Items excerpted from a collection -
——

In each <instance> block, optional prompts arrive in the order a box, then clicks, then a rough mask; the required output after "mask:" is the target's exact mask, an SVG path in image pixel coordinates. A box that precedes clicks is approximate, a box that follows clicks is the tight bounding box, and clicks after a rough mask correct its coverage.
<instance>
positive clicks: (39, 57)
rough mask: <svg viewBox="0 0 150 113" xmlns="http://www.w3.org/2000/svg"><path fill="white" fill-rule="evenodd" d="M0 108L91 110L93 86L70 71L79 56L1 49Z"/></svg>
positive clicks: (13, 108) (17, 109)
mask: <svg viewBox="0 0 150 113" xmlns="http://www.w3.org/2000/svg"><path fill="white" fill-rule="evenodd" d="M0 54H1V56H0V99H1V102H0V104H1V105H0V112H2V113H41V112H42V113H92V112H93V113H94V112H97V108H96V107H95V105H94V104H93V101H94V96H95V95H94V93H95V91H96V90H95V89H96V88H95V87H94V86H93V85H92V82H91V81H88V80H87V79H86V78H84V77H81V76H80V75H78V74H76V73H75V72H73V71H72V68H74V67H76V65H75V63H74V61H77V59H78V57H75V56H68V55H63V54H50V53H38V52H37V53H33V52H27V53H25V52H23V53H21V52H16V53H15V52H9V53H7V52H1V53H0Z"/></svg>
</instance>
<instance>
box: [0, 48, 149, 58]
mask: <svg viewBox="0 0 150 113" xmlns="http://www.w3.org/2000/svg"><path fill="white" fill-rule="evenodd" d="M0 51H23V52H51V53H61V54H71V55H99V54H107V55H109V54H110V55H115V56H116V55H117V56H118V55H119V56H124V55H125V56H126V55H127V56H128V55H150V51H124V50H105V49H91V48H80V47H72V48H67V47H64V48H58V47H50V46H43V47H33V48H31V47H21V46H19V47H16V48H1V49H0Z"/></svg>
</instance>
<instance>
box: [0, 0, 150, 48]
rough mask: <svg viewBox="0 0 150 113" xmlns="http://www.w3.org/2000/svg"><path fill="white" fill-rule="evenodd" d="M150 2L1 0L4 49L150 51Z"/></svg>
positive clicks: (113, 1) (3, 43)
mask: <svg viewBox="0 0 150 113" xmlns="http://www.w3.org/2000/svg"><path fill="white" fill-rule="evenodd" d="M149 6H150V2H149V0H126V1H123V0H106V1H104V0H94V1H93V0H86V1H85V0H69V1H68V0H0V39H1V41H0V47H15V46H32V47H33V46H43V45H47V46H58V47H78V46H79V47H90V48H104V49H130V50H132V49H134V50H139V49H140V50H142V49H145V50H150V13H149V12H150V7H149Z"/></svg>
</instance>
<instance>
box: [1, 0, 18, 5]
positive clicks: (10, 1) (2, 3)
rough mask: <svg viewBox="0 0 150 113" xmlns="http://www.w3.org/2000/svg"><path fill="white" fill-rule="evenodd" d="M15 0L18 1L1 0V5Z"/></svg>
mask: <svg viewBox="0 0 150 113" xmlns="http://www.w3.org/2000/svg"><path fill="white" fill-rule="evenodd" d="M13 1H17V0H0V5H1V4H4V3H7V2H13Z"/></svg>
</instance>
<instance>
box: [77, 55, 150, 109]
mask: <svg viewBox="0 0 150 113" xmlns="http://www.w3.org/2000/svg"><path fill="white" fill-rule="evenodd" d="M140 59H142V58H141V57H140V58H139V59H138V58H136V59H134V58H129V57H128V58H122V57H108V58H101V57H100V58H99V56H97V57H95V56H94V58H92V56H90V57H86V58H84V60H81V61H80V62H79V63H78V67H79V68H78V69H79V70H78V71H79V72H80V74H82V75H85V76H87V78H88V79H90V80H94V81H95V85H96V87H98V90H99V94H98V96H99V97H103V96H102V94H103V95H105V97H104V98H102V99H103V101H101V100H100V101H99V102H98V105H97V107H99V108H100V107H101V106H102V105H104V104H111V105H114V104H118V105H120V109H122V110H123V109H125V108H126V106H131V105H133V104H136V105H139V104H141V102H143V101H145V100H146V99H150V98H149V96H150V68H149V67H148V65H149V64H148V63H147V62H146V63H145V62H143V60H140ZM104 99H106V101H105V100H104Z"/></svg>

——

Task to complete -
Rewrite every item above, putting "foreground clicks" in place of each occurrence of "positive clicks" and keeping all other text the same.

Reply to the exercise -
In each <instance> block, optional prompts arrive in the order a box, then clicks, then a rough mask; the required output after "mask:" is the target's exact mask, an SVG path in image pixel coordinates. A box that precedes clicks is approximate, a box that follows clicks is the tight bounding box, and clicks after a rough mask correct its coverage.
<instance>
foreground clicks: (39, 57)
rough mask: <svg viewBox="0 0 150 113" xmlns="http://www.w3.org/2000/svg"><path fill="white" fill-rule="evenodd" d="M0 108L91 110L93 86L70 71L79 56L1 49Z"/></svg>
foreground clicks: (13, 108) (17, 109)
mask: <svg viewBox="0 0 150 113" xmlns="http://www.w3.org/2000/svg"><path fill="white" fill-rule="evenodd" d="M0 54H1V56H0V99H1V102H0V104H1V105H0V112H2V113H41V112H42V113H92V112H93V113H94V112H97V108H96V107H95V105H94V104H93V101H94V96H95V95H94V93H95V91H96V90H95V89H96V88H95V87H94V86H93V85H92V82H91V81H88V80H87V79H86V78H84V77H81V76H80V75H78V74H76V73H75V72H73V71H72V68H74V67H76V65H75V63H74V61H77V59H78V57H75V56H68V55H63V54H50V53H38V52H37V53H33V52H27V53H25V52H23V53H21V52H16V53H15V52H9V53H7V52H1V53H0Z"/></svg>
</instance>
<instance>
box: [0, 48, 149, 58]
mask: <svg viewBox="0 0 150 113" xmlns="http://www.w3.org/2000/svg"><path fill="white" fill-rule="evenodd" d="M0 51H23V52H51V53H61V54H71V55H99V54H107V55H109V54H110V55H115V56H116V55H117V56H118V55H119V56H124V55H125V56H126V55H127V56H128V55H150V51H124V50H105V49H91V48H80V47H72V48H67V47H64V48H58V47H50V46H43V47H33V48H31V47H21V46H19V47H16V48H1V49H0Z"/></svg>
</instance>
<instance>
box: [0, 0, 150, 48]
rough mask: <svg viewBox="0 0 150 113" xmlns="http://www.w3.org/2000/svg"><path fill="white" fill-rule="evenodd" d="M150 2L1 0L4 49L150 51Z"/></svg>
foreground clicks: (113, 1) (3, 43)
mask: <svg viewBox="0 0 150 113" xmlns="http://www.w3.org/2000/svg"><path fill="white" fill-rule="evenodd" d="M149 6H150V2H149V0H126V1H123V0H106V1H104V0H94V1H93V0H86V1H85V0H69V1H68V0H0V39H1V41H0V47H15V46H32V47H33V46H43V45H47V46H58V47H78V46H79V47H90V48H104V49H130V50H132V49H134V50H139V49H140V50H142V49H145V50H150V13H149V12H150V7H149Z"/></svg>
</instance>
<instance>
box: [1, 0, 18, 5]
foreground clicks: (10, 1) (2, 3)
rough mask: <svg viewBox="0 0 150 113" xmlns="http://www.w3.org/2000/svg"><path fill="white" fill-rule="evenodd" d="M15 0L18 1L1 0V5Z"/></svg>
mask: <svg viewBox="0 0 150 113" xmlns="http://www.w3.org/2000/svg"><path fill="white" fill-rule="evenodd" d="M13 1H17V0H0V5H1V4H4V3H7V2H13Z"/></svg>
</instance>
<instance>
box: [77, 55, 150, 109]
mask: <svg viewBox="0 0 150 113" xmlns="http://www.w3.org/2000/svg"><path fill="white" fill-rule="evenodd" d="M140 59H142V58H141V57H140V58H139V59H138V58H136V59H134V58H129V57H128V58H122V57H108V58H101V57H100V58H99V56H97V57H95V56H94V58H92V56H90V57H86V58H84V60H81V61H80V62H79V63H78V67H79V68H78V69H79V70H78V71H79V72H80V74H82V75H85V76H87V78H88V79H90V80H94V81H95V85H96V87H98V90H99V94H98V96H99V97H103V96H102V94H103V95H105V97H104V98H102V99H103V101H101V100H100V101H99V102H98V105H97V107H99V108H100V107H101V106H102V105H104V104H111V105H114V104H118V105H120V109H122V110H123V109H125V108H126V106H131V105H133V104H136V105H139V104H141V102H143V101H145V100H146V99H150V98H149V96H150V68H149V67H148V65H149V64H148V63H147V62H146V63H145V62H143V60H140ZM104 99H106V101H105V100H104Z"/></svg>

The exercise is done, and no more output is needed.